- _Task to carry out_:
A verbatim reprint of the records below is what this exercise asks for.

- _Supplied data_:
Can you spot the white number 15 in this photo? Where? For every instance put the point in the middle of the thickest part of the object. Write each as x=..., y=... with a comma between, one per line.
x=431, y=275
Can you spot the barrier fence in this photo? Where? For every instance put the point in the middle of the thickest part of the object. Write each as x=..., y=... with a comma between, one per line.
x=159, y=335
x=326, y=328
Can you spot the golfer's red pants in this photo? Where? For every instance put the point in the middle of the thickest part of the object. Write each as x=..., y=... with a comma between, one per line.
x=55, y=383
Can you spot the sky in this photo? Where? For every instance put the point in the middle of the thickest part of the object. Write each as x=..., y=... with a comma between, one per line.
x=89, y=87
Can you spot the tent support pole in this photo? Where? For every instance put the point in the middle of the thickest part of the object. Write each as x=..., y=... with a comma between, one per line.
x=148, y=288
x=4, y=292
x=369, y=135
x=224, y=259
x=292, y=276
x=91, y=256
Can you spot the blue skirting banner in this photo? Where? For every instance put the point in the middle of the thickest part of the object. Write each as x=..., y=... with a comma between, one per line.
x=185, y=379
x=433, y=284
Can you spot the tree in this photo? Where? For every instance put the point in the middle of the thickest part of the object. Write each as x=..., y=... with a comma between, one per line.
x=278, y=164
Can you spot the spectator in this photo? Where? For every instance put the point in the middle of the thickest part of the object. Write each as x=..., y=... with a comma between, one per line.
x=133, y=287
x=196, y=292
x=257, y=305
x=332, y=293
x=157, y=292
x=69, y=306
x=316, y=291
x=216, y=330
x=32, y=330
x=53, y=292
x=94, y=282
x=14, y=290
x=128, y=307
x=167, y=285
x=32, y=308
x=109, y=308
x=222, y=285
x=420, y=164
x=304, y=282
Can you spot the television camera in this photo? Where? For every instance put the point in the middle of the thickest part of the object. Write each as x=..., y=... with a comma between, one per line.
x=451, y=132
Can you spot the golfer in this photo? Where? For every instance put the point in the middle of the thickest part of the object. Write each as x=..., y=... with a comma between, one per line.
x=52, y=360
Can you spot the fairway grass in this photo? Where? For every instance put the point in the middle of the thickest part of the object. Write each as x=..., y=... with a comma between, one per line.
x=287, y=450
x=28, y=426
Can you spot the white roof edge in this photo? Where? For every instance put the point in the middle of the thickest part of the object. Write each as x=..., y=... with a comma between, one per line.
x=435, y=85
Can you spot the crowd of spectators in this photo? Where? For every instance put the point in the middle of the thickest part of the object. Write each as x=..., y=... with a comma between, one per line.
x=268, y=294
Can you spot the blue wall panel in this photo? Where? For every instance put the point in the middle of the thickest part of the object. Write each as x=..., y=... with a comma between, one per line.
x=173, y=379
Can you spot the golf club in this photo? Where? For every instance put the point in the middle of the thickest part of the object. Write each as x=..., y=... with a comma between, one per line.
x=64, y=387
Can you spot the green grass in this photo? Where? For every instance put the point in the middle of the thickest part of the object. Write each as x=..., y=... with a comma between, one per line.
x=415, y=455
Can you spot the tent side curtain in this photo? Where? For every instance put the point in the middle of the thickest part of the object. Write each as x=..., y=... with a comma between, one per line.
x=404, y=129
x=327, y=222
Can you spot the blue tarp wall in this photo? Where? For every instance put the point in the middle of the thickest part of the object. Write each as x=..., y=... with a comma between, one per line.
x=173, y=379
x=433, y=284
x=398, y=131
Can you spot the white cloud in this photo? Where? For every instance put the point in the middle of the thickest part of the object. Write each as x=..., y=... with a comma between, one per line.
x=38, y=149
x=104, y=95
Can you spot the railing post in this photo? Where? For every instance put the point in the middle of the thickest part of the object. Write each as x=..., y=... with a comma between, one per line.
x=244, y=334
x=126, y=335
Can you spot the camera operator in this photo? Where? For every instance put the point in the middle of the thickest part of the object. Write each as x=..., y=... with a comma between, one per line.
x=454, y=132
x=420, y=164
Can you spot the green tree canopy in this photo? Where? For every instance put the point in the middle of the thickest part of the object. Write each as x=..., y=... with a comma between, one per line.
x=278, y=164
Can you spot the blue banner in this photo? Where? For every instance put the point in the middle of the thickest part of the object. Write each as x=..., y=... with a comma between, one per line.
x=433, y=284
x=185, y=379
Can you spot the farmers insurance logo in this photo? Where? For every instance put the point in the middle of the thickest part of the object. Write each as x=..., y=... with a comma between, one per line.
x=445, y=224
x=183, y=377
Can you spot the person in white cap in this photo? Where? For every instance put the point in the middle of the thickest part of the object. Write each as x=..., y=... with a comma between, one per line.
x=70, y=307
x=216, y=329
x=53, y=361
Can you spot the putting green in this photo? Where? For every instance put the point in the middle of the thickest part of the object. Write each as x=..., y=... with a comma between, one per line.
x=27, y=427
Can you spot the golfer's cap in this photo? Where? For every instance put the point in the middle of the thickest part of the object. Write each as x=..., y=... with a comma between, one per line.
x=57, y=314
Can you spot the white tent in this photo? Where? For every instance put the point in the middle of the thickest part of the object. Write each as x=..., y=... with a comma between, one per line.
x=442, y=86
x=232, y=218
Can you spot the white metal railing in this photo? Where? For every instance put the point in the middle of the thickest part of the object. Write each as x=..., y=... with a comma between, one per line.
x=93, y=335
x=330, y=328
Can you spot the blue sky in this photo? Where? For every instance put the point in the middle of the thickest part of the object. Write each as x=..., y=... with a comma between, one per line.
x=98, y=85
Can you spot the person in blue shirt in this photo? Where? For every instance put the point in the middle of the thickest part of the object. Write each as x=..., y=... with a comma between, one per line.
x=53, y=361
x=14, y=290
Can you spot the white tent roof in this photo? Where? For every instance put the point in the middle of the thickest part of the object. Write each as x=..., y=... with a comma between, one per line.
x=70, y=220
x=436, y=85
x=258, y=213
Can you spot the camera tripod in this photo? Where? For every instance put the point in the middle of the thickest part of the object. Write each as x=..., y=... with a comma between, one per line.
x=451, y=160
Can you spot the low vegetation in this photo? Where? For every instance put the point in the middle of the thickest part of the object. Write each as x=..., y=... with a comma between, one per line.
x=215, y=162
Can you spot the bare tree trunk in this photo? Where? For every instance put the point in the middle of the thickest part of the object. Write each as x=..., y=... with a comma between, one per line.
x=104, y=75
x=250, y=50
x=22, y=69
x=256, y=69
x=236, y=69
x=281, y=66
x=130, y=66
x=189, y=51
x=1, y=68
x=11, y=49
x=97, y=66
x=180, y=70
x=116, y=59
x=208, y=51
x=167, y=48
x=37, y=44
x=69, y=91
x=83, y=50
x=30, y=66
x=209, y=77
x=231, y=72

- _Exercise solution_:
Can you spot the white number 15 in this photo? Where? For every instance put the point in the middle of the thickest part of the object. Write each as x=..., y=... with a comma between, one per line.
x=431, y=275
Can you spot the barrier fence in this photo? Where? For every instance put the point in the middle of the thickest part of the object. Write each as x=..., y=... with a comma between, one per line.
x=159, y=335
x=326, y=328
Can you spot the golfer's red pants in this photo? Where? For every instance put the point in the middle of the thickest part of the object. Write each as x=..., y=... with a comma between, one per line.
x=55, y=383
Can you spot the sky in this photo? Where? For every instance put the point in the middle of the thickest part of the object. Write each as x=..., y=... with a comma between, one per line.
x=89, y=87
Can you spot the tent support pole in this photo? Where? For every instance put the point in the middle of the thickest part of the object. Write each as x=..., y=... with a comma between, one per line.
x=148, y=288
x=4, y=292
x=369, y=135
x=224, y=259
x=292, y=276
x=91, y=256
Can you spot the blue skirting banner in this photo? Where? For every instance put the point in the middle of the thickest part of the object. Write each as x=..., y=... with a comma between, one per line.
x=185, y=379
x=433, y=284
Can you spot the tree in this photo? Where? For every instance put the point in the middle of the thickest part of the object. Write each as x=..., y=... with a comma between, one per line.
x=278, y=164
Can you spot the spectator in this photo? Where? For every instance put the point in the middle of the thickest part of the object. Write each as x=..., y=... with a comma between, one per line.
x=133, y=287
x=196, y=292
x=257, y=305
x=332, y=293
x=157, y=292
x=69, y=306
x=316, y=291
x=216, y=330
x=32, y=330
x=53, y=292
x=94, y=282
x=14, y=290
x=128, y=307
x=167, y=285
x=32, y=308
x=109, y=308
x=222, y=285
x=420, y=164
x=304, y=282
Can you spot the television camera in this photo? Where? For every instance put the point in the middle of the thickest part of the object. Write each as x=..., y=... with a comma between, one per line.
x=451, y=132
Can you spot the golfer in this photo? Where? For every instance put the point in the middle of the thickest part of the object. Write each as x=..., y=... with a comma between, one per line.
x=52, y=360
Can you spot the fairway grass in this photo? Where? For every instance put the point in the middle of the thickest part of the object. Write each as x=..., y=... with a comma between, one per line.
x=287, y=450
x=28, y=426
Can you spot the white roof edge in this photo? Where? For every instance put the point in the middle of the thickest part of the object. Write each as x=..., y=... with a comma between, one per line.
x=435, y=85
Can you spot the crowd of spectators in this photo? Where? For every instance put the point in the middle of the thickest part of the object. Write each as x=..., y=... with a comma between, one per line.
x=268, y=294
Can you spot the blue wall panel in this photo? Where? For every instance put the point in the middle of the thickest part of the object. Write each as x=..., y=... with a comma between, one per line.
x=173, y=379
Can you spot the golf club in this photo? Where? For every instance put the point in the middle of the thickest part of the object. Write each as x=..., y=... with a comma between, one per line.
x=64, y=387
Can you spot the green grass in this photo? Where? For every instance put the point in the middle of the thickest part of the object. Write each as x=..., y=... with a comma between, one per line.
x=415, y=455
Can you spot the tent side curtain in this photo? Where? For every instance put the point in the middle of the thickest part of the object. Write each as x=..., y=... with a comma between, one per line.
x=404, y=129
x=327, y=222
Can you spot the blue tarp wall in this photo? Where? For every instance put the point in the middle of the thickest part of the object. Write each as x=..., y=... with a comma between, one per line.
x=173, y=379
x=433, y=284
x=398, y=131
Can you spot the white cloud in this photo? Where? For every instance put the point in the middle of the thickest part of the object. Write each as x=..., y=... with a comma between, one per line.
x=38, y=149
x=104, y=95
Can you spot the railing post in this photo? Where? For every instance put the point in the middle of the thickest part of the object. Write each as x=..., y=... with a comma between, one per line.
x=244, y=334
x=126, y=335
Can you spot the camera operator in this photo? Where? For every instance put the point in the middle of the thickest part of the object. Write each as x=..., y=... with a comma between, one per line.
x=454, y=132
x=420, y=164
Can you spot the green tree canopy in this photo? Where? For every instance put the point in the middle of the thickest part of the object. Write each as x=..., y=... with a comma between, one per line.
x=278, y=164
Can you spot the blue banner in this photo? Where? For every instance put the point in the middle of the thickest part of the object. Write each as x=..., y=... with a comma between, one per line.
x=433, y=284
x=185, y=379
Can you spot the farmers insurance logo in this photo? Where? For every instance put the point in the middle of the thickest part of the object. Write each as x=..., y=... with a comma between, one per line.
x=445, y=224
x=183, y=377
Can you spot the person in white cap in this photo? Where? For every instance put the point in the middle of the thickest part of the object. Write each as x=..., y=... with a comma between, one per line.
x=70, y=307
x=216, y=329
x=53, y=361
Can you spot the putting green in this photo? Where? For every instance put the point in the middle of the thickest part of the object. Write each as x=..., y=... with a comma between, one per line.
x=27, y=427
Can you spot the golfer's cap in this photo? Where? For every instance put the point in the middle of the thickest part of the object. Write each as x=..., y=... with a comma between, one per line.
x=57, y=314
Can you spot the white tent in this photo? Where? For every instance put the point in the middle of the thickest part of the object. Write each as x=..., y=... with a comma between, one per line.
x=442, y=86
x=232, y=218
Can you spot the white metal railing in this photo? Where? For every instance put the point in the middle of the thickest part of the object. Write each as x=..., y=... with a comma between, one per line.
x=93, y=335
x=330, y=328
Can you spot the blue sky in this photo? Where? For every instance put the point in the middle of the thickest part of the object. Write each as x=..., y=... with a comma between, one per line.
x=98, y=85
Can you spot the person in blue shirt in this photo? Where? For every instance put the point in the middle of the thickest part of the object. Write each as x=..., y=... with a comma between, one per line.
x=53, y=361
x=14, y=290
Can you spot the white tent roof in this photo? Where? For every instance put the point in the middle of the thickest part of the object. Write each as x=..., y=... with a comma between, one per line.
x=70, y=220
x=436, y=85
x=258, y=213
Can you spot the camera tripod in this photo? Where? For every instance put the point in the middle of the thickest part of the object. Write each as x=..., y=... with a comma between, one per line.
x=451, y=160
Can you spot the low vegetation in this photo? Where? For every instance put the point in the middle of the thickest part of the object. Write each as x=..., y=... with a comma between, one per line.
x=215, y=162
Can you spot the bare tree trunk in this photo? Where? For every instance put the point in the middle of the thickest part of the object. Write each as x=..., y=... with a comma between, one per line.
x=104, y=75
x=250, y=50
x=22, y=69
x=256, y=69
x=236, y=69
x=281, y=66
x=130, y=66
x=189, y=51
x=1, y=68
x=11, y=49
x=97, y=66
x=180, y=70
x=116, y=59
x=208, y=51
x=167, y=48
x=37, y=44
x=69, y=91
x=83, y=50
x=30, y=66
x=209, y=77
x=231, y=72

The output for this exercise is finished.